Testo da leggere:
▽
Uno sporco affare. Francia: esportazioni sottocosto di energia


Ogni anno la Francia esporta circa 70 TWH (mille miliardi di Watt) di corrente elettrica, pari a circa il 20% del proprio consumo totale. Nessun altro paese sviluppato scambia altrettanta elettricità con i suoi vicini. Per rendersi conto dell'ampiezza del problema si consideri che le esportazioni francesi sono pari all'intero consumo annuale belga. Le massicce esportazioni di corrente comportano una maggiore produzione di elettricità che proviene per un quarto dalle centrali a carbone e per il resto dagli impianti nucleari. L'EdF (Electricitè de France) inonda quindi l'Europa di elettricità prodotta in impianti inquinanti.
△
Attività da svolgere:
1) Trascrivi fedelmente il passo del testo sulle esportazioni di energia che va da "Ogni anno la" fino a "in impianti inquinanti.".
2) Secondo il testo sulle esportazioni di energia, il consumo annuale di quale paese equivale alle esportazioni elettriche francesi?
I dati non hanno alcun legame con il testo sulle esportazioni di energia.

Insieme di dati:
▽
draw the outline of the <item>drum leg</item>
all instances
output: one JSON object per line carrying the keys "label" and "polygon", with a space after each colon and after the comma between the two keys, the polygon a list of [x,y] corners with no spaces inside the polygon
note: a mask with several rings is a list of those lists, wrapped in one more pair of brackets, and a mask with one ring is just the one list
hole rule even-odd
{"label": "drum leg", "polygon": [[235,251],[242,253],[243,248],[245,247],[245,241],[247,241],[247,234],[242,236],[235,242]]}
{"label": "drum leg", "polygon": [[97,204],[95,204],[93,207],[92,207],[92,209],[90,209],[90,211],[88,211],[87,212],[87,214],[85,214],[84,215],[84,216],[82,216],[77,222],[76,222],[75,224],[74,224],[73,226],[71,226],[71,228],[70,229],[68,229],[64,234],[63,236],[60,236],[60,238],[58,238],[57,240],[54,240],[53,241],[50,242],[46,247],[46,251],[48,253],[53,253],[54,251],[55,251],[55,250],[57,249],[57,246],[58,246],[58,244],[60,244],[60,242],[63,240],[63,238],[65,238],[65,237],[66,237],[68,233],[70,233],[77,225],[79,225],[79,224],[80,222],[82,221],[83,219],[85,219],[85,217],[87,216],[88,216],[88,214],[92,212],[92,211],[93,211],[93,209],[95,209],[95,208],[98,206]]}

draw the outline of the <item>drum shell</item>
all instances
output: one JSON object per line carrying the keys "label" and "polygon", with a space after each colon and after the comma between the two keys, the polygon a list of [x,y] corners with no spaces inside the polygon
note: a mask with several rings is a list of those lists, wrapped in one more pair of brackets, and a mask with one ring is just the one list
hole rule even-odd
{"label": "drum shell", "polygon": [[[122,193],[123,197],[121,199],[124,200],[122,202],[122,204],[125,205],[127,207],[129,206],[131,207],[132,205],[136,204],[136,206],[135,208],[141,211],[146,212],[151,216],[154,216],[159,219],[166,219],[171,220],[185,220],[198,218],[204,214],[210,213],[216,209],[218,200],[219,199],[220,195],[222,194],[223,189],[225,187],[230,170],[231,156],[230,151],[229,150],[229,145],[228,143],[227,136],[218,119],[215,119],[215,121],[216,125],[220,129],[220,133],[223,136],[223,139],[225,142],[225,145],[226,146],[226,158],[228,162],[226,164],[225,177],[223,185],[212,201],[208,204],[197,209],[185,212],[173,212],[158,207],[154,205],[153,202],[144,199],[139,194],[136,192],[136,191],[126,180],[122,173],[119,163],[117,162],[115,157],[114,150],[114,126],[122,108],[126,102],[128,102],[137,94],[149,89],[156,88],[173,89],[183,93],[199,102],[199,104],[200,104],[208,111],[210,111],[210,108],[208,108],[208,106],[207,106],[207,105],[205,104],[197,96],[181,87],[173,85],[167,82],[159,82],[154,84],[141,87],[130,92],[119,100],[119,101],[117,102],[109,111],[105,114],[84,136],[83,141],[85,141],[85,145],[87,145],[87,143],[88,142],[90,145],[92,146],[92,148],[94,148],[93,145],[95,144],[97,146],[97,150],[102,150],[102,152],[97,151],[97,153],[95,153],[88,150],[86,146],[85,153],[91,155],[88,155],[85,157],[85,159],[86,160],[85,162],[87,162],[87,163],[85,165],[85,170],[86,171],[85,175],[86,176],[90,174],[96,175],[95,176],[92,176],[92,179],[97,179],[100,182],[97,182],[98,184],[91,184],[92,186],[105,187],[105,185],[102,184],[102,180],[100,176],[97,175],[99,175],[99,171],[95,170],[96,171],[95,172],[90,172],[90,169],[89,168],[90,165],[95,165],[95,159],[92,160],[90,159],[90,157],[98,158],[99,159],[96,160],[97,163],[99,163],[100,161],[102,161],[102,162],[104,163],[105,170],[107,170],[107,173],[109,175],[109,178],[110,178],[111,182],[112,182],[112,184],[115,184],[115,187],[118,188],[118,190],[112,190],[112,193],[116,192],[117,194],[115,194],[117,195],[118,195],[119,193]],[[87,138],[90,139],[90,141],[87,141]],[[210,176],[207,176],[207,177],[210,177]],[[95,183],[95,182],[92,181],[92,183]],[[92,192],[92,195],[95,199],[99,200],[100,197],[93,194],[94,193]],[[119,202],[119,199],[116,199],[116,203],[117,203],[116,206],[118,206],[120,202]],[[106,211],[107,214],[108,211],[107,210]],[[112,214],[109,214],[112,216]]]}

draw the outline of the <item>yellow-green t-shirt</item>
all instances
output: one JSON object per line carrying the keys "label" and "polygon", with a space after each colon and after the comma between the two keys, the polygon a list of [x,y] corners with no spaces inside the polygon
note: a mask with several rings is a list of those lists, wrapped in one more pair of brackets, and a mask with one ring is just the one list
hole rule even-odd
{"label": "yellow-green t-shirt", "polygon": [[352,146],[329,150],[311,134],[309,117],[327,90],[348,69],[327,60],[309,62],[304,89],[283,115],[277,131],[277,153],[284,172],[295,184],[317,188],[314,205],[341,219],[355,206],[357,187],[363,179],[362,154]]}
△
Soluzioni dell'esercizio:
1)
Ogni anno la Francia esporta circa 70 TWH (mille miliardi di Watt) di corrente elettrica, pari a circa il 20% del proprio consumo totale. Nessun altro paese sviluppato scambia altrettanta elettricità con i suoi vicini. Per rendersi conto dell'ampiezza del problema si consideri che le esportazioni francesi sono pari all'intero consumo annuale belga. Le massicce esportazioni di corrente comportano una maggiore produzione di elettricità che proviene per un quarto dalle centrali a carbone e per il resto dagli impianti nucleari. L'EdF (Electricitè de France) inonda quindi l'Europa di elettricità prodotta in impianti inquinanti.

2) Il Belgio.